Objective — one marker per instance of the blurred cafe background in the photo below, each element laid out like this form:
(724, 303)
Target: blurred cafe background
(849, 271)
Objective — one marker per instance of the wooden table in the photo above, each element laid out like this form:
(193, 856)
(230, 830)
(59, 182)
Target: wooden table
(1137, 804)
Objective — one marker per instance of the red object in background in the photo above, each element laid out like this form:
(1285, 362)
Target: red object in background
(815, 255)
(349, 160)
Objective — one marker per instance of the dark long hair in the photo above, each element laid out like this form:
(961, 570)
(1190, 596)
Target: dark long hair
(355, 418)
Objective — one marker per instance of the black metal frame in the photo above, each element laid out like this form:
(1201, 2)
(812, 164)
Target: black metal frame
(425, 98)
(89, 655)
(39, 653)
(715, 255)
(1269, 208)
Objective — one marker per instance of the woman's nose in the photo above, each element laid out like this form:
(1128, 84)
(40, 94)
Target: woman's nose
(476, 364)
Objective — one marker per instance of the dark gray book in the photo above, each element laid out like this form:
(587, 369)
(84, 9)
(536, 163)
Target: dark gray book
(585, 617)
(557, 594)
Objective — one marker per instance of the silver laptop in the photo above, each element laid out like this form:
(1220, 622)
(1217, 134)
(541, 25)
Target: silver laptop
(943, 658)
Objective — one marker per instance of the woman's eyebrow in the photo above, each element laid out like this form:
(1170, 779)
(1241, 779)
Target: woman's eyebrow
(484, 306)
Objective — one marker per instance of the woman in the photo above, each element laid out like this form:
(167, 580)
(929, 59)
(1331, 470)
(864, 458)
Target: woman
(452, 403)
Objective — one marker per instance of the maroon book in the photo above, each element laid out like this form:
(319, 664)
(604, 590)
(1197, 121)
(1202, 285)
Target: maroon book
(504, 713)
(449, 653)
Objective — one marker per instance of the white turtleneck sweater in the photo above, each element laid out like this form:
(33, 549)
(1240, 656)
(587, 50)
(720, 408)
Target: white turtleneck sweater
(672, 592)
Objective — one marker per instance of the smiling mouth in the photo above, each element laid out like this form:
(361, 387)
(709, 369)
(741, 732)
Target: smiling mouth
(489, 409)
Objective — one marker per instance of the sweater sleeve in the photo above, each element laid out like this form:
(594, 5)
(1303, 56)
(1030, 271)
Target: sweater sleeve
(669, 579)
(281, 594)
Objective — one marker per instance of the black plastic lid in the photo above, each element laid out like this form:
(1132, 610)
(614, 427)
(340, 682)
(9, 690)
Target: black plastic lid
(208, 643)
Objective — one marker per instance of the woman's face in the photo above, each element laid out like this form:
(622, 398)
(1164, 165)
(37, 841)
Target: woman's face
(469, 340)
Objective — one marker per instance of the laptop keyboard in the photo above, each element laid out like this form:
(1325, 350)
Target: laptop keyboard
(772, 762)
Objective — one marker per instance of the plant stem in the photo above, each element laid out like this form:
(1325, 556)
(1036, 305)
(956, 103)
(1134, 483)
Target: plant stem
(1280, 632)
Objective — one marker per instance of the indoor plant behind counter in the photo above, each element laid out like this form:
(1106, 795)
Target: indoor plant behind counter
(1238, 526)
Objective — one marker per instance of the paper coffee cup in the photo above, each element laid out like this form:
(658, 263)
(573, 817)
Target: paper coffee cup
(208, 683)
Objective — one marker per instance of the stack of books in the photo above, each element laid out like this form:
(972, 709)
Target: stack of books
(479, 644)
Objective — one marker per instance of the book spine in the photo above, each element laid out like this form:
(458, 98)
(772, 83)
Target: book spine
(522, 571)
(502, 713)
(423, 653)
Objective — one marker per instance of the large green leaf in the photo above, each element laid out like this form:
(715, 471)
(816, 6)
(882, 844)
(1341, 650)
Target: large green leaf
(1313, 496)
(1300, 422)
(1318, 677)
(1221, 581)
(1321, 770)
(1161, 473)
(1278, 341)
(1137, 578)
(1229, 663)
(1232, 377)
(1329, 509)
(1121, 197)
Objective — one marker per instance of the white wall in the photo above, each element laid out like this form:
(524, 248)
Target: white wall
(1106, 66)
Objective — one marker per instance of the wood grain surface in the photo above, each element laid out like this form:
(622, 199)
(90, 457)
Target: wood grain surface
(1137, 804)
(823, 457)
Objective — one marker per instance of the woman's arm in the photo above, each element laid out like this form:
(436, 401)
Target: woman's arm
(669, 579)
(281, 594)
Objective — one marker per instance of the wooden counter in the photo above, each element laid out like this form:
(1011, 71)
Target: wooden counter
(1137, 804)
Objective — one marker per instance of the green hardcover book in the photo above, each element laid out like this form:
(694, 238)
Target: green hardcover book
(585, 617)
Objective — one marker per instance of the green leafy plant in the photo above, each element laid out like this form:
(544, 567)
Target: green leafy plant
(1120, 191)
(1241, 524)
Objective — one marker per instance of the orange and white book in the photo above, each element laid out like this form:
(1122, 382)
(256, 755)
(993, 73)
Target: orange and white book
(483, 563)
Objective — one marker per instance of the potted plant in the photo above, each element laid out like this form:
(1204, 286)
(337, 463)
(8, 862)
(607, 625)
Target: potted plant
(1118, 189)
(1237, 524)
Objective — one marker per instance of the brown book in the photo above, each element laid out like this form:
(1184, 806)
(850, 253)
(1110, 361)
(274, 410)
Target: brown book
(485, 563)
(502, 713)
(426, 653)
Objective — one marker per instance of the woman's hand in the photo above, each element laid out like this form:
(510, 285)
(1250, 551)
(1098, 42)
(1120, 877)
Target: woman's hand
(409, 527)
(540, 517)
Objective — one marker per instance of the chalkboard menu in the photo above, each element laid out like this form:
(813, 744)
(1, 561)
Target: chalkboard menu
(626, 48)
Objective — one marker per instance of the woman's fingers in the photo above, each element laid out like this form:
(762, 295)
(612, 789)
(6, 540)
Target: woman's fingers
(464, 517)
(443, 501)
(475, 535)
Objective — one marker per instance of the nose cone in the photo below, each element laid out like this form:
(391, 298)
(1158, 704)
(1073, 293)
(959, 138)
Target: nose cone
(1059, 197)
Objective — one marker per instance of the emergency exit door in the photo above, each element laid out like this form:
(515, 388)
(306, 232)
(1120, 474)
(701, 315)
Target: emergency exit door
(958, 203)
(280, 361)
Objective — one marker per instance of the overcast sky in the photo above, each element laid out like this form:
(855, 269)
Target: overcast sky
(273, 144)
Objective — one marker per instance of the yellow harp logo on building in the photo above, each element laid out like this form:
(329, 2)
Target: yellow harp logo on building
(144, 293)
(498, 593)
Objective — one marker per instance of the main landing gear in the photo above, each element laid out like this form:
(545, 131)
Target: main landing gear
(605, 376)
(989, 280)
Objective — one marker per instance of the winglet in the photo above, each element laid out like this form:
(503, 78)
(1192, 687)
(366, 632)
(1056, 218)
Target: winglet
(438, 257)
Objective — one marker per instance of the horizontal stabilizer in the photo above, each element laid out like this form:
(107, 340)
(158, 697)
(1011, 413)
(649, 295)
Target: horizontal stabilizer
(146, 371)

○ ○ ○ ○ ○ ○ ○

→ Problema a resolver: Transcreva todas as linhas acima, sem alterar nenhum caractere.

→ Solução do exercício:
Objective — one marker per instance of the blurred cafe background in the photo below, each element laid out like this form:
(724, 303)
Target: blurred cafe background
(849, 271)
Objective — one marker per instance of the wooden table in the photo above, each element laid out like this form:
(193, 856)
(230, 830)
(59, 182)
Target: wooden table
(1137, 804)
Objective — one marker per instance of the red object in background in the photo above, each element laid out like this form:
(1285, 362)
Target: red object in background
(815, 255)
(349, 160)
Objective — one marker per instance of the dark long hair in the photo above, each element laid out like this form:
(961, 570)
(1190, 596)
Target: dark long hair
(355, 418)
Objective — one marker per instance of the black metal frame in the photo above, each element laid out like this form:
(1201, 2)
(812, 164)
Target: black metal frame
(425, 98)
(89, 655)
(39, 653)
(715, 255)
(1269, 208)
Objective — one marker per instance of the woman's nose in the photo above, each element laid out like this form:
(1128, 84)
(40, 94)
Target: woman's nose
(476, 364)
Objective — one marker per instance of the dark gray book in the photo above, each element laid out like this form:
(587, 369)
(84, 9)
(536, 163)
Target: dark gray book
(585, 617)
(557, 594)
Objective — one marker per instance of the silver laptop in the photo above, each element laid out like this form:
(1220, 622)
(1217, 134)
(541, 25)
Target: silver laptop
(943, 658)
Objective — one marker per instance of the woman's eyebrow in the photo above, each element laid out like this form:
(1170, 779)
(1241, 779)
Target: woman's eyebrow
(484, 306)
Objective — one marker per instance of the woman in the photo above, each element laid out like this form:
(167, 580)
(929, 59)
(1331, 470)
(864, 458)
Target: woman
(452, 403)
Objective — one marker per instance of the maroon book in the photo above, each element laid out like this form:
(319, 664)
(604, 590)
(1197, 121)
(1202, 285)
Target: maroon book
(504, 713)
(449, 653)
Objective — one marker per instance of the white turtleneck sweater in the photo above, each element laid out like this form:
(33, 549)
(1240, 656)
(587, 50)
(720, 408)
Target: white turtleneck sweater
(672, 592)
Objective — one marker per instance of the smiling mouth in the photo above, each element laid out like this form:
(361, 387)
(709, 369)
(741, 732)
Target: smiling mouth
(489, 409)
Objective — one marker per instance of the sweater sleeve in the photo above, each element laid out like this form:
(594, 5)
(1303, 56)
(1030, 271)
Target: sweater sleeve
(669, 579)
(281, 594)
Objective — one marker per instance of the black plastic lid in the photo above, each element laid out like this form:
(1132, 610)
(614, 427)
(340, 682)
(9, 690)
Target: black plastic lid
(208, 643)
Objective — one marker per instance of the woman's face in the photo above, each element laid out like this form:
(622, 398)
(1164, 165)
(37, 841)
Target: woman's face
(469, 340)
Objective — one marker per instance of the laptop keyboard in the photo above, each element laid out like this form:
(1325, 350)
Target: laptop keyboard
(772, 762)
Objective — one marker per instance of the plant stem in the photo above, each element laid out like this form:
(1325, 556)
(1036, 305)
(956, 103)
(1134, 483)
Target: plant stem
(1280, 632)
Objective — one marker per instance of the indoor plant behind counter in the photo above, each element laid out like this form:
(1106, 795)
Target: indoor plant behind counter
(1238, 526)
Objective — one marker per instance of the paper coffee cup in the photo above, each element laid out like this form:
(658, 263)
(573, 817)
Target: paper coffee cup
(208, 683)
Objective — one marker per instance of the stack of books in the photo above, each element laid out like this form:
(972, 709)
Target: stack of books
(479, 644)
Objective — one marker per instance of the book spine in the photo above, each element laid out like this form:
(458, 98)
(772, 83)
Target: book spine
(522, 571)
(502, 713)
(423, 653)
Objective — one marker per instance of the large green leaf in the photo above, each element laid out like this form:
(715, 471)
(816, 6)
(882, 844)
(1341, 650)
Target: large green leaf
(1313, 496)
(1300, 422)
(1318, 677)
(1221, 581)
(1321, 770)
(1161, 473)
(1278, 341)
(1137, 578)
(1229, 663)
(1232, 377)
(1329, 509)
(1121, 197)
Objective — one marker per instance of the white wall in the photo above, each element laid out like this form:
(524, 248)
Target: white wall
(1106, 66)
Objective — one marker per instance of the wood grain surface in the photo above, each element laid out like this form:
(622, 199)
(90, 457)
Target: wood grain surface
(1137, 804)
(823, 457)
Objective — one marker per instance of the woman's arm in the photo above, each element laid out like this form:
(436, 401)
Target: woman's arm
(669, 579)
(281, 594)
Objective — one marker per instance of the wooden counter in the photo above, each element laid out like this form:
(1011, 71)
Target: wooden counter
(1137, 804)
Objective — one marker per instance of the green hardcover book in the photo above, each element laid out like this form:
(694, 238)
Target: green hardcover book
(585, 617)
Objective — one marker per instance of the green leafy plant in the photo above, each element laid out like this form:
(544, 567)
Target: green leafy plant
(1120, 191)
(1241, 524)
Objective — one marker per instance of the orange and white book in the photo above, each element laid out like this form:
(1122, 382)
(256, 755)
(993, 73)
Target: orange and white book
(483, 563)
Objective — one marker per instance of the potted plant in the photo above, each element laid out like this form:
(1204, 286)
(337, 463)
(8, 862)
(607, 625)
Target: potted plant
(1118, 189)
(1237, 524)
Objective — one marker per instance of the brown book in the photo above, each element laid out like this form:
(1184, 806)
(850, 253)
(1110, 361)
(274, 410)
Target: brown book
(485, 563)
(502, 713)
(426, 653)
Objective — one marker per instance of the woman's hand in the photo above, each element laid out like this form:
(510, 285)
(1250, 551)
(1098, 42)
(1120, 877)
Target: woman's hand
(409, 527)
(540, 517)
Objective — one marker per instance of the chalkboard menu in the photo above, each element laid out like this form:
(813, 744)
(1, 561)
Target: chalkboard menu
(626, 48)
Objective — one marker per instance of the woman's fingers in the photo above, each element laid out like this form:
(762, 295)
(612, 789)
(6, 540)
Target: woman's fingers
(464, 517)
(443, 501)
(475, 535)
Objective — one marker per instance of the nose cone in the photo below, each element laid out like this form:
(391, 298)
(1158, 704)
(1073, 293)
(959, 138)
Target: nose cone
(1059, 197)
Objective — one marker per instance of the emergency exit door in the photo above, each element laid out like this form:
(515, 388)
(306, 232)
(1120, 474)
(701, 315)
Target: emergency exit door
(958, 203)
(280, 361)
Objective — one marker per instance of the overcast sky in the photo above, each element laid out like this form:
(855, 269)
Target: overcast sky
(273, 144)
Objective — one marker per instance of the yellow harp logo on building in the photo above, each element laid out like this form:
(329, 2)
Target: yellow harp logo on building
(144, 293)
(498, 593)
Objective — one marker per instance of the main landing gear in the photo above, each element laid out like this form:
(545, 131)
Target: main landing gear
(605, 376)
(989, 280)
Objective — one marker per instance of the winglet in the photo above, each element laid out like this form:
(503, 78)
(1192, 687)
(366, 632)
(1056, 218)
Target: winglet
(438, 257)
Objective — one marker per instance of the horizontal stabilizer in the photo above, each element laid out like this form:
(107, 340)
(158, 697)
(1011, 413)
(649, 295)
Target: horizontal stabilizer
(146, 371)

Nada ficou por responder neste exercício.